■ PROBLEMA A RESOLVER: Por favor, dê continuidade ao texto abaixo sobre a tentativa de golpe e as Forças Armadas, começando logo após a última frase mostrada.

══ TEXTO DE LEITURA

A tentativa de golpe rachou as forças armadas. É bom momento para um exame de consciência
p o r A N D R É B A R R O C A L
Carta Capital
Enquanto a Praça dos Três Poderes era tomada por fiéis de Jair Bolsonaro em 8 de janeiro de 2023, Gabriela Cid mandou, às 16h56, fotos do quebra-quebra ao marido. O tenente-coronel do Exército Mauro César Barbosa Cid havia chefiado os ajudantes de ordens do presidente, era um arquivo vivo dos segredos do capitão. Com as imagens, Gabriela enviou um comentário de Olavo de Carvalho, o guru da extrema-direita falecido dois anos antes. Em 2021, o astrólogo achava que, se não fossem enquadradas, “as Forças Armadas entrarão em cena para esmagar a rebelião (popular)”. “Dessa vez eu discordo”, respondeu Cid à esposa. “Se o EB (Exército Brasileiro) sair dos quarteis… é para aderir.”

════
══ DADOS

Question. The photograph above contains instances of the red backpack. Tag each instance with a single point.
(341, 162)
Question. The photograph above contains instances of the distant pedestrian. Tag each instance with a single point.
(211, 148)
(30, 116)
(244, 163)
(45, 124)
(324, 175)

════

■ RESPOSTA ESPERADA:
Bolsonaro estava fora do Brasil havia dez dias, quando Cid discordou da mulher. Em maio de 2023, a Polícia Federal vasculhou a casa do tenente-coronel na Operação Venire e encontrou em um laptop um documento de 2021 com três alternativas para o então presidente, caso ele peitasse o Judiciário e temesse a prisão. Uma era deixar o Brasil. Em 30 de dezembro de 2022, penúltimo dia de mandato, o capitão viajou aos Estados Unidos. Levou Cid, um cartão fajuto de vacina anti-Covid e joias recebidas de presente como mandatário. O cartão e as joias seriam alvo de dois inquéritos da PF, ambos finalizados em 2024. Em 21 de novembro passado, a polícia encerrou um terceiro, relacionado ao quebra-quebra. “Bolsonaro, após não conseguir o apoio das Forças Armadas para consumar a ruptura institucional, saiu do País para evitar uma possível prisão e aguardar o desfecho dos atos golpistas do dia 08 de janeiro de 2023”, descreve o relatório final.